The broken weight problem: solutions and further exploration

Tuesday, May 11th, 2010

First of all, let me say to all my readers how fantastic it felt to post a puzzle, after not posting anything for two months, and get eighteen thoughtful, insightful comments in just three days; it’s every blogger’s dream. You all are fantastic and make this a lot of fun — thanks for reading!

I thought I’d take a post just to summarize some of the responses and solutions to the broken weight problem. As many commenters realized, the solution is that the weights are of sizes 1, 3, 9, and 27. Hmm, powers of three… coincidence? Of course not!

Data extract -

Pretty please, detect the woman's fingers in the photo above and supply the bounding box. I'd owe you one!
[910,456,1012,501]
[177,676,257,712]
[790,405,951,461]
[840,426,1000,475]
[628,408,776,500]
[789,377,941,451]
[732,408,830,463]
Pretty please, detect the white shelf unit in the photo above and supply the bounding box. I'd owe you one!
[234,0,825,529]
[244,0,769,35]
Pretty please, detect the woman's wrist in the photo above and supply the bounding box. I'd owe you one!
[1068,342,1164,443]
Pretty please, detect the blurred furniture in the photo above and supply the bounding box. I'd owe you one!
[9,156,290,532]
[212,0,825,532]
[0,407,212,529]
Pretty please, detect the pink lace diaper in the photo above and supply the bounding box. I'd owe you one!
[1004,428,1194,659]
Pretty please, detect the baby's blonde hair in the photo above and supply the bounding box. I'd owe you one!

Problems -
1. Reproduce the passage in the broken weight post between "The broken weight problem: solutions" and "thanks for reading!", inclusive.
2. Continue the post on the broken weight problem from its final sentence.

Final results -
1.
The broken weight problem: solutions and further exploration

Tuesday, May 11th, 2010

First of all, let me say to all my readers how fantastic it felt to post a puzzle, after not posting anything for two months, and get eighteen thoughtful, insightful comments in just three days; it’s every blogger’s dream. You all are fantastic and make this a lot of fun — thanks for reading!

2.
As several commenters noted, something involving base three readily presents itself if we realize that there are three possibilities for each weight: it can be on the left of the balance scale, on the right, or not on the scale at all. Since one side of the scale corresponds to adding the weight and the other side to subtracting, we are essentially writing numbers in base three, but using the digits -1, 0, and 1 instead of the usual 0, 1, 2. For example, 25 can be written as 10(-1)1, that is, 1 \cdot 27 + 0 \cdot 9 - 1 \cdot 3 + 1 \cdot 1 (if we were really going to use this system we’d want to come up with a better symbol for -1). In fact, this is known as balanced ternary, and it is a fact (as proved by a few commenters) that n digits of balanced ternary allow us to uniquely represent every integer between \pm \frac{3^n - 1}{2}. With four digits (as in the problem) we can uniquely represent every integer between -40 and 40. There was a bit of confusion in the comments about being able to represent some integers in more than one way, but I think if you try it out you will find that this is not the case.

From this problem (generalizing it to arbitrary numbers of weights), we can see that


\displaystyle 1 + 3 + \dots + 3^{n-1} = \frac{3^n - 1}{2}.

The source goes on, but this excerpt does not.